(Extracted information)
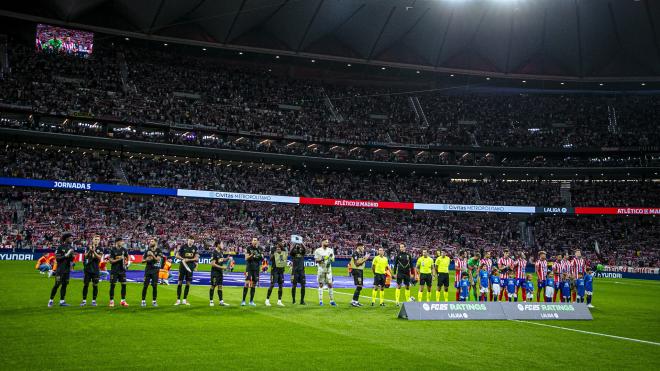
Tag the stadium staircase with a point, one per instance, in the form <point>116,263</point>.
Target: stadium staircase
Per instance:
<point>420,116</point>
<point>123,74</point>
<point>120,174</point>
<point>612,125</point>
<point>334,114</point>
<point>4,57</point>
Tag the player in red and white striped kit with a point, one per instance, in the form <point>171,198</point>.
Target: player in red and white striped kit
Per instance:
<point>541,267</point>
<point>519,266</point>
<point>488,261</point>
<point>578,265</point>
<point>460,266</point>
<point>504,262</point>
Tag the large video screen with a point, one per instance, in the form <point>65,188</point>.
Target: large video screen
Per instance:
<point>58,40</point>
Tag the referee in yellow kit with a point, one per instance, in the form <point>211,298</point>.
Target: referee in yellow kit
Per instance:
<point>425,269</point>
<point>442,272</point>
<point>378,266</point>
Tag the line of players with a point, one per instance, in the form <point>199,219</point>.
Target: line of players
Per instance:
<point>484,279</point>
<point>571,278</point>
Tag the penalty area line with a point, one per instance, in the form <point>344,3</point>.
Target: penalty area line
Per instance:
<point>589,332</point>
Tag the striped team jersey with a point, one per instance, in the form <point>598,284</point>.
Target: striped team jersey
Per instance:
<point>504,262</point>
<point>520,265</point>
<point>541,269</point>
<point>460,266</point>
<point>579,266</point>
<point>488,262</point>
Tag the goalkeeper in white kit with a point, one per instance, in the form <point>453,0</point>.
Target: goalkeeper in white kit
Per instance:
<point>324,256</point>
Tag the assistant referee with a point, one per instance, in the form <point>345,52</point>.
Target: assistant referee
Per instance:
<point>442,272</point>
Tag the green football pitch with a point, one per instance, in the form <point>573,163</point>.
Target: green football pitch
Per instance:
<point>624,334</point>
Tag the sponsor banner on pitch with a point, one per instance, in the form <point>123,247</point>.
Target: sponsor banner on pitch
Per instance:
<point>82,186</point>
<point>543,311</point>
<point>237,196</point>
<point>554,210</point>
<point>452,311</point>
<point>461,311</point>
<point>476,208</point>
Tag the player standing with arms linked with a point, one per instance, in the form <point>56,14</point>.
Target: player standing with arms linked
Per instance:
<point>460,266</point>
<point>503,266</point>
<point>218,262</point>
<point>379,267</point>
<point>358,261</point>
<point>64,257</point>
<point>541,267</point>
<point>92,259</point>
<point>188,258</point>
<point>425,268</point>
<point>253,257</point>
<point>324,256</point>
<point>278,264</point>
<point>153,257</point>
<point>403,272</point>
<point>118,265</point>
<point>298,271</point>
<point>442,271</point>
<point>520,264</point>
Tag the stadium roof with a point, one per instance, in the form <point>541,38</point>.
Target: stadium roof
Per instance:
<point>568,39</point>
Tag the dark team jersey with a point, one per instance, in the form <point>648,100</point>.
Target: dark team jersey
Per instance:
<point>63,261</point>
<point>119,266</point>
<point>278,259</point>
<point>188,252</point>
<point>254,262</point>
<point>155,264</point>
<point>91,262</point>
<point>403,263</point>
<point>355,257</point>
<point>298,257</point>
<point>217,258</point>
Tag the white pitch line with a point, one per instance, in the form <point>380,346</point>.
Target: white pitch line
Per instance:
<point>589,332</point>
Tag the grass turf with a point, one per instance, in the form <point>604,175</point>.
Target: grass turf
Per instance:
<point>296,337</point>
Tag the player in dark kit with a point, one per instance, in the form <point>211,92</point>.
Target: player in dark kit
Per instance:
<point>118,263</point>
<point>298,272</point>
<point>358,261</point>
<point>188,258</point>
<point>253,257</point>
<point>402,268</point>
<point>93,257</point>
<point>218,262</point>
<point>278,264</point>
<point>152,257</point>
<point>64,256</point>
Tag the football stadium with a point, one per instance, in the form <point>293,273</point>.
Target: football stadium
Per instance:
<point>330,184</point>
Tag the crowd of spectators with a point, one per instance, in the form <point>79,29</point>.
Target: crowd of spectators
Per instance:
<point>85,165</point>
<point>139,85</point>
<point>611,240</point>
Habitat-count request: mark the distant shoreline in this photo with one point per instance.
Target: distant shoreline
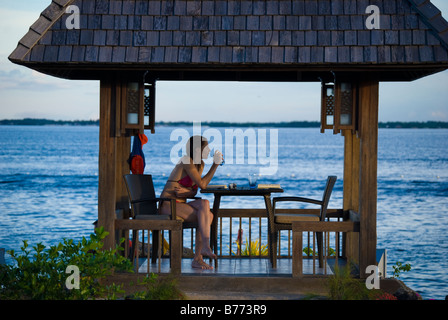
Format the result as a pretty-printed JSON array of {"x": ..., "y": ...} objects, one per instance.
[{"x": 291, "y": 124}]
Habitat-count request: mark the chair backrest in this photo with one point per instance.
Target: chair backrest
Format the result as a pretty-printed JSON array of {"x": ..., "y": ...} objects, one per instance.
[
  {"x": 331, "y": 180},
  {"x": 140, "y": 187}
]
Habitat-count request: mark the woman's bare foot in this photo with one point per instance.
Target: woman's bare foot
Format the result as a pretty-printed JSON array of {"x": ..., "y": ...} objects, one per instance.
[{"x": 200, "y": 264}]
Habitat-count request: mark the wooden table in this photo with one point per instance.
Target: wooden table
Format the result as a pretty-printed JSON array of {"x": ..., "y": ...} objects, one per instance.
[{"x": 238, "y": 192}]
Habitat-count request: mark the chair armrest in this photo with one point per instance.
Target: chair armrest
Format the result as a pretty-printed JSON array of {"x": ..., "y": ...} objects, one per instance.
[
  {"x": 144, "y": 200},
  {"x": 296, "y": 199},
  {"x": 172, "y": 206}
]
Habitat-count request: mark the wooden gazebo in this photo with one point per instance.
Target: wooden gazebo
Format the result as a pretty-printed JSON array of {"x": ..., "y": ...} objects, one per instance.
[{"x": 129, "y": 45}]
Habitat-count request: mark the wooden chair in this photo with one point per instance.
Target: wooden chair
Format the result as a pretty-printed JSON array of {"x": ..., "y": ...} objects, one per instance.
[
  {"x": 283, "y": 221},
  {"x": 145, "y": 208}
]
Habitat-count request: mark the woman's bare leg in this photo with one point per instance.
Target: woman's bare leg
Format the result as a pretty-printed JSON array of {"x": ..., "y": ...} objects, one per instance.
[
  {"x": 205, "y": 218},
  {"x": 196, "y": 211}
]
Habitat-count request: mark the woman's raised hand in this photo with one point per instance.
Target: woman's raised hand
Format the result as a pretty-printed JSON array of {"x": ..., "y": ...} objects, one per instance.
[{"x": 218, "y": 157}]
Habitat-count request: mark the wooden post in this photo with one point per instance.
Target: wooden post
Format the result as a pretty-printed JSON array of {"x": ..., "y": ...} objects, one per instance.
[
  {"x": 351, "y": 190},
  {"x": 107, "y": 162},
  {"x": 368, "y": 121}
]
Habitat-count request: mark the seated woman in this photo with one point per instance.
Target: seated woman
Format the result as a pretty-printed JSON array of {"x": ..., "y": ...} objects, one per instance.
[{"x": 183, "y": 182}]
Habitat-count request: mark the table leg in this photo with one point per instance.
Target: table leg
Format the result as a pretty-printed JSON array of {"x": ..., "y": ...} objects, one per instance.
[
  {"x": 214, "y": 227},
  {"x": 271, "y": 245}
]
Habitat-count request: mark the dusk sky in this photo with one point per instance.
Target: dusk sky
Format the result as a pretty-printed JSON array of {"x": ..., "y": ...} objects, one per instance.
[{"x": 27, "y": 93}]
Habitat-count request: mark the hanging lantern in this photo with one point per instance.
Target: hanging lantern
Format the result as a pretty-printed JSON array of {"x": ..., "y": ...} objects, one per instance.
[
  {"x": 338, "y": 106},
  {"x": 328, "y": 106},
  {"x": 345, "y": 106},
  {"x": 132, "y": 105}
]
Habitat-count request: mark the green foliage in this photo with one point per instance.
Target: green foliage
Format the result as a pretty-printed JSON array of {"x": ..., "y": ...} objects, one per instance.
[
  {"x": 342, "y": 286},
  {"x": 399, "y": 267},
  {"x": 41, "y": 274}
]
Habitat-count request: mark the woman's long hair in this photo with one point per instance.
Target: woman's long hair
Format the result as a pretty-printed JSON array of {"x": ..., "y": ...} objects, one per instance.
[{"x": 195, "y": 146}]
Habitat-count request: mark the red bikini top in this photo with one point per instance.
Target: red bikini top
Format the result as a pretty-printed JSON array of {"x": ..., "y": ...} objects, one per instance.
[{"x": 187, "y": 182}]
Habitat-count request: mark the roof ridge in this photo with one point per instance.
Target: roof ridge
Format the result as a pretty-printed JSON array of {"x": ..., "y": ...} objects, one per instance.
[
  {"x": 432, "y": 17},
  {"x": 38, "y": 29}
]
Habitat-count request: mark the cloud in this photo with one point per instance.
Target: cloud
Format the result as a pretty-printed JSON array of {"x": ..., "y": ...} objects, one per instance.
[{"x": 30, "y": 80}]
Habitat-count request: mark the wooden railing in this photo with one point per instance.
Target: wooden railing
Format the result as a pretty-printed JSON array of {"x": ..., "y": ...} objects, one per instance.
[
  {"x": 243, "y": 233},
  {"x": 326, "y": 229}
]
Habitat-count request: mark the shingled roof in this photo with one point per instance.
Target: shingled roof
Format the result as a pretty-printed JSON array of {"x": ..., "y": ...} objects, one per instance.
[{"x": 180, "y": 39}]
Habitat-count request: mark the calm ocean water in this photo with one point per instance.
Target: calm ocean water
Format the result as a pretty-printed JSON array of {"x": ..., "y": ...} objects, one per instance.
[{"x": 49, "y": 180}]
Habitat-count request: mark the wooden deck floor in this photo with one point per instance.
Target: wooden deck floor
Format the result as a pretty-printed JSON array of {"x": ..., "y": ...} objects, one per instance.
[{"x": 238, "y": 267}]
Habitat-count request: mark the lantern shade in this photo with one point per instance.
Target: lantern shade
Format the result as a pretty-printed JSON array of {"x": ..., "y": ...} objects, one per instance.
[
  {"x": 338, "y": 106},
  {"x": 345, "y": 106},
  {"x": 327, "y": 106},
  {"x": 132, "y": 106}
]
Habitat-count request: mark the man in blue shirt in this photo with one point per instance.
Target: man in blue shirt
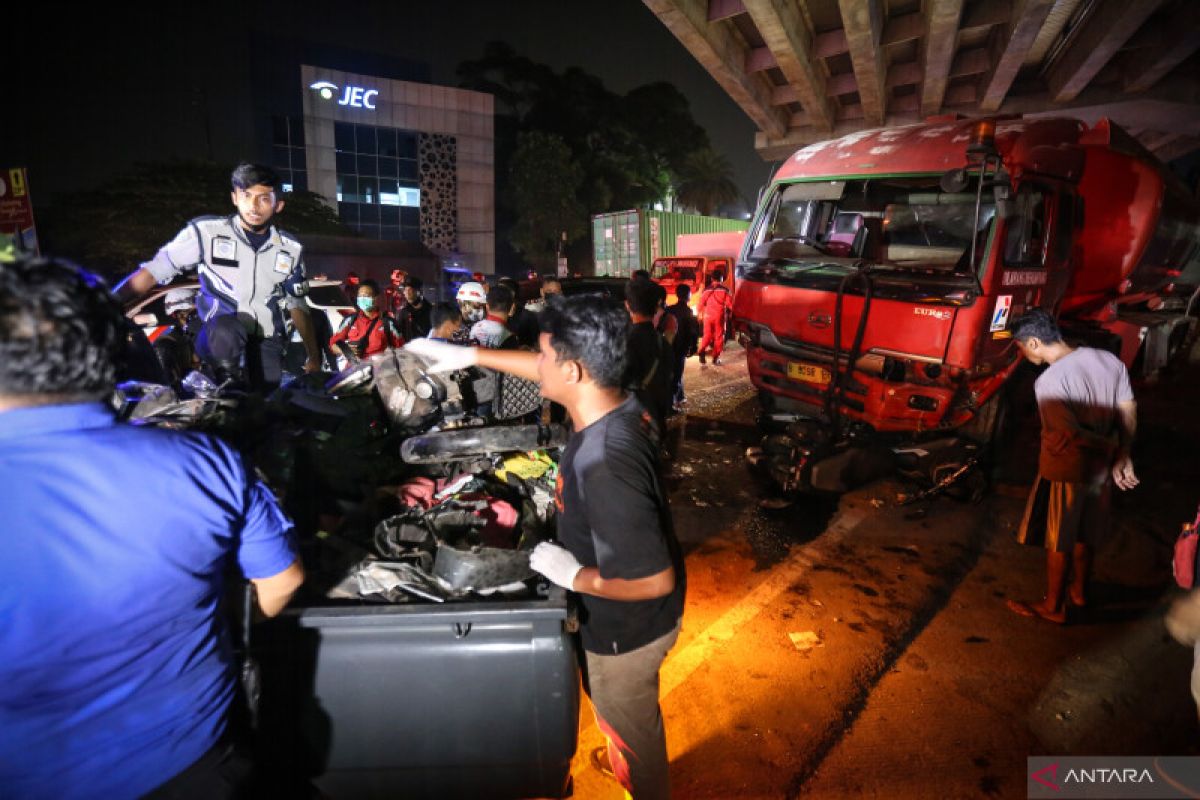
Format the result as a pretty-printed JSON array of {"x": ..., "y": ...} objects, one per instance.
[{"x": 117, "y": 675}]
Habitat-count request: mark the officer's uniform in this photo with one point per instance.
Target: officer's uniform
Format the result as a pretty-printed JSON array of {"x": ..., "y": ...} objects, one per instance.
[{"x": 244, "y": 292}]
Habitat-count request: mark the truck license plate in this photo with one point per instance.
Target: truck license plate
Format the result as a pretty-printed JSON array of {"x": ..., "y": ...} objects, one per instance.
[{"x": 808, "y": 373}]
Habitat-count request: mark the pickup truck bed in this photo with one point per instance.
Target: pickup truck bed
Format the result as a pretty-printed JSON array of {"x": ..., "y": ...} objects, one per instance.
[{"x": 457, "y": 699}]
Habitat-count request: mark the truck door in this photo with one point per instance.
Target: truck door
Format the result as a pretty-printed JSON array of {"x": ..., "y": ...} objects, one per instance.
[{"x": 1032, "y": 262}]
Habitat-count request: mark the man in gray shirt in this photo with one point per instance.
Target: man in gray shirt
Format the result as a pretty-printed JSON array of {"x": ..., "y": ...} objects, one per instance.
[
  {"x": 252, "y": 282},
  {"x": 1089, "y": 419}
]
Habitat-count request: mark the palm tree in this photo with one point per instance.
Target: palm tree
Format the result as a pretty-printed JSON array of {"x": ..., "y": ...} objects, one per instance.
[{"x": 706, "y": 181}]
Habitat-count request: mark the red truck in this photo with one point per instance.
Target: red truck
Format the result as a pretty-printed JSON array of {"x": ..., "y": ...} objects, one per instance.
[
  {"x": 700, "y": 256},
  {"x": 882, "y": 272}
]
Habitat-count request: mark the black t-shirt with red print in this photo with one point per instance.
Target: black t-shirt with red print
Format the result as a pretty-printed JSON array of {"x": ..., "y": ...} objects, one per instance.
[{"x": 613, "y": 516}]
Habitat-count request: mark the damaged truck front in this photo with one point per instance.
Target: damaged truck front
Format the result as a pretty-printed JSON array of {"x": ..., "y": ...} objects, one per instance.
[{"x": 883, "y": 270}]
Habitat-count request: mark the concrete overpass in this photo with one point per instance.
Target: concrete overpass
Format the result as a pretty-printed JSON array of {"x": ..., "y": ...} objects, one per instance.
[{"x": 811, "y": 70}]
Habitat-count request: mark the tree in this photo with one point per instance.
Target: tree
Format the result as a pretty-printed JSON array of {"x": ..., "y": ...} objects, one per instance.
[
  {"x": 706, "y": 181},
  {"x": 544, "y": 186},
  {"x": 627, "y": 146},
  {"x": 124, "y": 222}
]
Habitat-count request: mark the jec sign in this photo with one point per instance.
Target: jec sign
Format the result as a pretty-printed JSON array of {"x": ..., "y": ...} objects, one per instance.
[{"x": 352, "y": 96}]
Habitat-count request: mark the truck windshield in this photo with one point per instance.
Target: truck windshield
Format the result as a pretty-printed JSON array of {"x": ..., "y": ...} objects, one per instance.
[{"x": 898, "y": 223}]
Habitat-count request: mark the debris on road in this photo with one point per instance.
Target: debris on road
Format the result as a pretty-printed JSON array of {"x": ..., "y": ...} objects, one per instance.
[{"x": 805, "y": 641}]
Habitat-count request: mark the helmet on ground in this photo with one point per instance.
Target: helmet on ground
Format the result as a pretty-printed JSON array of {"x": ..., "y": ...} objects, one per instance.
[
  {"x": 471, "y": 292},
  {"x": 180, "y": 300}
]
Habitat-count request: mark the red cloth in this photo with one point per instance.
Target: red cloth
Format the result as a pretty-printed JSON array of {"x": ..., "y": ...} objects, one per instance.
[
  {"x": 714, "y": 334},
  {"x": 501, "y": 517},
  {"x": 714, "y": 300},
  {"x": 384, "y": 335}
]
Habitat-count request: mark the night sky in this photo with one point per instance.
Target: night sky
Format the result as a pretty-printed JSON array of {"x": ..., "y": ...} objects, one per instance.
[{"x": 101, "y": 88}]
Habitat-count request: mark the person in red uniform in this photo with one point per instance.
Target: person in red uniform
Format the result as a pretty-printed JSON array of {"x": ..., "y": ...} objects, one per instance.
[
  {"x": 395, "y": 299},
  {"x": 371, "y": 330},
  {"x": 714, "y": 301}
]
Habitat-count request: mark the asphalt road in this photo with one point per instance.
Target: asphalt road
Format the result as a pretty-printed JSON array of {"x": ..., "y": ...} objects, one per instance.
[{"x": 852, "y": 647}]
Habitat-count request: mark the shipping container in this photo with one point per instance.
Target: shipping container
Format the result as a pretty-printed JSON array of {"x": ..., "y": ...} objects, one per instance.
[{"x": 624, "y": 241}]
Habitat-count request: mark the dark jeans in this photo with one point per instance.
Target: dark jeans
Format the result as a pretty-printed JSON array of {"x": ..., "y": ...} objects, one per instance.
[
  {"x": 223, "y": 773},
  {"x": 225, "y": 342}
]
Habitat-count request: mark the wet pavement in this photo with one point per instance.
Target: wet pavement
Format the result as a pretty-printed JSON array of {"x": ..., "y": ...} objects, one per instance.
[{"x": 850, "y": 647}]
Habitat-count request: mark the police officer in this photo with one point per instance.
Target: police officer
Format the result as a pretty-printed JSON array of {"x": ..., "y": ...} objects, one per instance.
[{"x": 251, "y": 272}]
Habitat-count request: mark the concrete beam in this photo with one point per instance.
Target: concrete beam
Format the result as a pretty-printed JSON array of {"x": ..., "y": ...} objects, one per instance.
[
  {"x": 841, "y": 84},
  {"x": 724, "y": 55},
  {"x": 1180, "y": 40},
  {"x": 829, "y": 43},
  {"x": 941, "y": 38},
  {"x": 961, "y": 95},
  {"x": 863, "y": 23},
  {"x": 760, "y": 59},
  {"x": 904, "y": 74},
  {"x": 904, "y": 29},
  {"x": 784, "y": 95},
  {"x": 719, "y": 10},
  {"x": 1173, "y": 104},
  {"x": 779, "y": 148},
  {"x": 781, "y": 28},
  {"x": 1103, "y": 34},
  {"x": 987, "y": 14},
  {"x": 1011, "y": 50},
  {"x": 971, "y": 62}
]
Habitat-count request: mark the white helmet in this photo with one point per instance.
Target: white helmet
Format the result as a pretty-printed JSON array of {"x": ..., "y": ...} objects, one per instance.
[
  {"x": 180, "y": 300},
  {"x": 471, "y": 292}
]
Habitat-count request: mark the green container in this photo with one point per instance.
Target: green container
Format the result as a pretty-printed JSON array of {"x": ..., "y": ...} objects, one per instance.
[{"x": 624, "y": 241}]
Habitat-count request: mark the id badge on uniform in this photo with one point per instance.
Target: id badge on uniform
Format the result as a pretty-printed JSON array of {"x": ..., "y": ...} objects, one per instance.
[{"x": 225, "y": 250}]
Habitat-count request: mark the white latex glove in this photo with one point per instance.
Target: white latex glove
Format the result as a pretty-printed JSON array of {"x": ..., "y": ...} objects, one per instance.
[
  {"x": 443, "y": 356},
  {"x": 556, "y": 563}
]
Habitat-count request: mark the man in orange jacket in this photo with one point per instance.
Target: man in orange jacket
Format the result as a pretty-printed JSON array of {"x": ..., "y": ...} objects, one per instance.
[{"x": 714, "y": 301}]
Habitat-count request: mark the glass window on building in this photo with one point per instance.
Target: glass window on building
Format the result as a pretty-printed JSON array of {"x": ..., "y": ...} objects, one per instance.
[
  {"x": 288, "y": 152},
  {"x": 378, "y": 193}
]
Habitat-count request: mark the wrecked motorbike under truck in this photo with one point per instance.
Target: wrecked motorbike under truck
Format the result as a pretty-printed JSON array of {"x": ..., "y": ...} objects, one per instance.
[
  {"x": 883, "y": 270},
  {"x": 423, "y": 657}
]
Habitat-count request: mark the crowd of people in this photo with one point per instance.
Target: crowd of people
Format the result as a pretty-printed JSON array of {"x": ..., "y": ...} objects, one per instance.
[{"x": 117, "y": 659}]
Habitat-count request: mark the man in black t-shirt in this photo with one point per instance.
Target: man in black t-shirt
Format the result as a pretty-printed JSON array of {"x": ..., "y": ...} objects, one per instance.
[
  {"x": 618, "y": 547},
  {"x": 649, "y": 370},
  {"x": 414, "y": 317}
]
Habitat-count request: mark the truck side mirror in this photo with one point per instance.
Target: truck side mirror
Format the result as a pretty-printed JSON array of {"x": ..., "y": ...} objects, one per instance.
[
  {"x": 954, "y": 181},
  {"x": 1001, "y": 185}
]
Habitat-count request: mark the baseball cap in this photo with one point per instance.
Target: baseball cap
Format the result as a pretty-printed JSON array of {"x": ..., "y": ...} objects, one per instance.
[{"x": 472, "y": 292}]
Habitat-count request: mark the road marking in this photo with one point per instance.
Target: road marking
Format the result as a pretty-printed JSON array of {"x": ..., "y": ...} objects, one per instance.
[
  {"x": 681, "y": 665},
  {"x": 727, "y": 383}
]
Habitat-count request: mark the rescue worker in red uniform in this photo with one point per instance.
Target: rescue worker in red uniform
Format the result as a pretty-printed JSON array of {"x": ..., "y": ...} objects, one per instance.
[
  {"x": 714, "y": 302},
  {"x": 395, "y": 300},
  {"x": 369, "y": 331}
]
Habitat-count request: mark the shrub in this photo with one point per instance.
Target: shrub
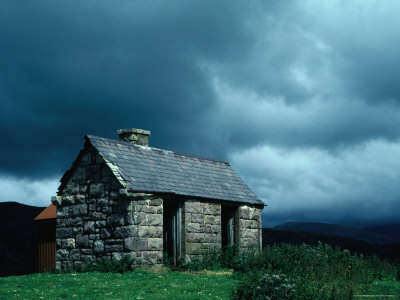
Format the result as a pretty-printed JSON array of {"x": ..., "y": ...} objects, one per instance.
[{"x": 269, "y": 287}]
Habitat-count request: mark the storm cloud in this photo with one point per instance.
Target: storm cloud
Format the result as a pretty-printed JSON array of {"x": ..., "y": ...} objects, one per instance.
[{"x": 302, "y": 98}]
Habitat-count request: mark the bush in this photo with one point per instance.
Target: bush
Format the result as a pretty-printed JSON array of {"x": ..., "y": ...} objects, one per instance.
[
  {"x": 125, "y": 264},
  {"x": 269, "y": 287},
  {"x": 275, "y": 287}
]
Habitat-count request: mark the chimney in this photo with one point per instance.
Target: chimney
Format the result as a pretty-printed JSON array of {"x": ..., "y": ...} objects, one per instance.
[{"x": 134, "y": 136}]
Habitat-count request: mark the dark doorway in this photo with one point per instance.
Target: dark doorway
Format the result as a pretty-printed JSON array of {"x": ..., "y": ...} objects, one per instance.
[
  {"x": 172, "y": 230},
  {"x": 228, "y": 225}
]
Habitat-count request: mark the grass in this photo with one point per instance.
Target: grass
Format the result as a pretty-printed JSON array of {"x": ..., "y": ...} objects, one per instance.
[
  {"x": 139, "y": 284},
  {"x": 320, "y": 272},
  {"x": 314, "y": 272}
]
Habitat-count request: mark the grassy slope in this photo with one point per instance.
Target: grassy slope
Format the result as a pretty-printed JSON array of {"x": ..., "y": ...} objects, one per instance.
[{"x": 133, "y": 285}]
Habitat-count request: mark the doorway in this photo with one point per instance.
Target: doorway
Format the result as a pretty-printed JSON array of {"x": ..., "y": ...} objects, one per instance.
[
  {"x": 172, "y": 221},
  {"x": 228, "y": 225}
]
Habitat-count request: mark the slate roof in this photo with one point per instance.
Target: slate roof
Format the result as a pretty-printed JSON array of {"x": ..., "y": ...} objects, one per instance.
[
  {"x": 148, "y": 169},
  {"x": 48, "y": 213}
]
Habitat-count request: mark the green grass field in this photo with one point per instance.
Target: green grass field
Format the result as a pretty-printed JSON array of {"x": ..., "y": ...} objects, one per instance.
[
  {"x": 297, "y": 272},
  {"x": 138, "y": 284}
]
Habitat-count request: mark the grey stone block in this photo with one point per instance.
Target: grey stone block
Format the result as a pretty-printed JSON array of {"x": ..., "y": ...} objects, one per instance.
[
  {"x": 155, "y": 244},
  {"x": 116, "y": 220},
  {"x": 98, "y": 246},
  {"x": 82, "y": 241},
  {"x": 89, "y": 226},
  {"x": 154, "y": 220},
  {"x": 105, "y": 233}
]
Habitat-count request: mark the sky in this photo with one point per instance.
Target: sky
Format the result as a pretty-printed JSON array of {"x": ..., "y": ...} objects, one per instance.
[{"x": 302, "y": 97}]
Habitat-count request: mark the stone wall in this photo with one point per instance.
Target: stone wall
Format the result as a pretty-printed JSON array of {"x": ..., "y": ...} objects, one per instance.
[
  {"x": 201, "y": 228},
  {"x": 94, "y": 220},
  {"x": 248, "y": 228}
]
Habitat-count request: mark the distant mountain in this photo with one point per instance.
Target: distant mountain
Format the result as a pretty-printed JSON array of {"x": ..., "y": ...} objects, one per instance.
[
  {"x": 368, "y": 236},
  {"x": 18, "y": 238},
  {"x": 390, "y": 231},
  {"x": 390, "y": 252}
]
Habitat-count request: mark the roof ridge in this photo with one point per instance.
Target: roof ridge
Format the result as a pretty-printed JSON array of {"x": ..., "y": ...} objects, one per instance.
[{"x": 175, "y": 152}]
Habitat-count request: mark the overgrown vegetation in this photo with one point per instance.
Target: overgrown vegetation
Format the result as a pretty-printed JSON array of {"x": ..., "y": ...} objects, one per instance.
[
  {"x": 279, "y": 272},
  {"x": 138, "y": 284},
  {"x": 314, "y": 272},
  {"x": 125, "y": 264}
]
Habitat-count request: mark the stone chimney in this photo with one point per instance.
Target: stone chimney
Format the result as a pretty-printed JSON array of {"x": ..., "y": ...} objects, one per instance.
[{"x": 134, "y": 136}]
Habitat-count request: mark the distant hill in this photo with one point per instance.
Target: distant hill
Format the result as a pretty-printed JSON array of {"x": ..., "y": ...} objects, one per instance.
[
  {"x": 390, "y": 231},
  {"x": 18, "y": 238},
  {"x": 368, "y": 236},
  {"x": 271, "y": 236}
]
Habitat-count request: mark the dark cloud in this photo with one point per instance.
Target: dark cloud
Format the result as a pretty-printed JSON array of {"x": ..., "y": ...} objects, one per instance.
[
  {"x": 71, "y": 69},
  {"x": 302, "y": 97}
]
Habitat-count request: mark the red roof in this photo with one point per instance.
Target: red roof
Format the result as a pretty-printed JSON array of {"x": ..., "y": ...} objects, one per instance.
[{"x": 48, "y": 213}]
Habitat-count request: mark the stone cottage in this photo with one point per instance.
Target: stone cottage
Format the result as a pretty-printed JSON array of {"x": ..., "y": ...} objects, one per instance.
(End Extracted information)
Work to complete
Apply a filter for "lantern" to the entries and show each line that passes.

Output for this exercise
Habitat-count request: mark the hanging lantern in this photo with one point per instance.
Target: hanging lantern
Habitat-count request: mark the lantern shade in this photo with one point per instance.
Target: lantern shade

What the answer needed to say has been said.